* _EXERCISE DIRECTIONS_: Present the following entries again, word for word and in full.

* _GIVEN RECORDS_:
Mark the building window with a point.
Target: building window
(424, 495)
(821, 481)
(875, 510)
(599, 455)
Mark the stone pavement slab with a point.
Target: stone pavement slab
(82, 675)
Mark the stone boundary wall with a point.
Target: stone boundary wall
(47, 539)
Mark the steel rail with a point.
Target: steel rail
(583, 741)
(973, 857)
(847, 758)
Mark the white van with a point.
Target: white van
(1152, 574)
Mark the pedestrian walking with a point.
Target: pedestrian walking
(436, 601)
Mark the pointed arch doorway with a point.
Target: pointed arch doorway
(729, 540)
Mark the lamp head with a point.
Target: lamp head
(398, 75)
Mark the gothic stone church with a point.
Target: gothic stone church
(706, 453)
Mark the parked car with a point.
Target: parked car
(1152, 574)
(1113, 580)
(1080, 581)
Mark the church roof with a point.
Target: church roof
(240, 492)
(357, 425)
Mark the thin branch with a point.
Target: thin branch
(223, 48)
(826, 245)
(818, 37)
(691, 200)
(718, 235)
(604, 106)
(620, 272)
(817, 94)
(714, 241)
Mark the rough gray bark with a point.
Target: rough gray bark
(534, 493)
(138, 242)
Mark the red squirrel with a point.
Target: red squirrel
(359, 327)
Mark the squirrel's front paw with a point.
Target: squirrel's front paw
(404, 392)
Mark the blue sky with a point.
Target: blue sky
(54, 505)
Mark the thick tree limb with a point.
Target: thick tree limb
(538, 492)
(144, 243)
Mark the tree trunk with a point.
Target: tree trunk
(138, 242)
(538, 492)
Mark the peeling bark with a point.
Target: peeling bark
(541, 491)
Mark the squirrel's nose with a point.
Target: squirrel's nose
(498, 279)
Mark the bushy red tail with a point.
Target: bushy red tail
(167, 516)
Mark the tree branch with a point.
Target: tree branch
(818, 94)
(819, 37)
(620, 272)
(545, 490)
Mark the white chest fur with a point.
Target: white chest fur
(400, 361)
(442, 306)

* _PROBLEM SOLUTION_:
Mark the building window with a point.
Target: building window
(424, 495)
(821, 481)
(875, 510)
(599, 455)
Mark the stone pavement slab with a point.
Target: stone pavement slab
(82, 675)
Mark the stone boundary wall with a point.
Target: stone boundary wall
(47, 539)
Mark the steel rail with a point.
Target: steel rail
(583, 741)
(973, 857)
(847, 758)
Mark the white van with a point.
Target: white van
(1152, 574)
Mark the pedestrian walking with a point.
Target: pedestrian walking
(436, 601)
Mark the pointed arch doorway with a point.
Target: pointed arch doorway
(729, 540)
Mark the lamp head with a point.
Target: lamp head
(398, 75)
Mark the gothic stone church with a point.
Target: gothic stone church
(706, 453)
Mark the parked car with a point.
Target: parked car
(1152, 574)
(1113, 580)
(1080, 581)
Mark the church roof with a point.
Target: church roof
(240, 492)
(357, 425)
Mark the thin branch with a point.
Target: thin branch
(223, 48)
(826, 245)
(818, 37)
(691, 200)
(718, 235)
(604, 106)
(620, 272)
(817, 94)
(714, 241)
Mark the rough gray bark with a point.
Target: rough gray bark
(534, 493)
(138, 242)
Mark the red squirrel with a point.
Target: red squirrel
(359, 327)
Mark the squirrel's front paw with a point.
Target: squirrel's front paw
(404, 392)
Mark the blue sky with a point.
Target: blue sky
(54, 505)
Mark the thick tree limb with a point.
Target: thick tree limb
(538, 492)
(144, 243)
Mark the tree trunk with a point.
Target: tree trunk
(138, 242)
(538, 492)
Mark the peeling bark with a point.
Target: peeling bark
(541, 491)
Mark the squirrel's nose with a point.
Target: squirrel's nose
(498, 279)
Mark the bushy red tail with a point.
Target: bushy red tail
(167, 516)
Mark the tree branch with a point.
Target: tree branch
(818, 94)
(819, 37)
(620, 272)
(545, 490)
Mark the white chest fur with a point.
Target: white chest fur
(400, 361)
(442, 306)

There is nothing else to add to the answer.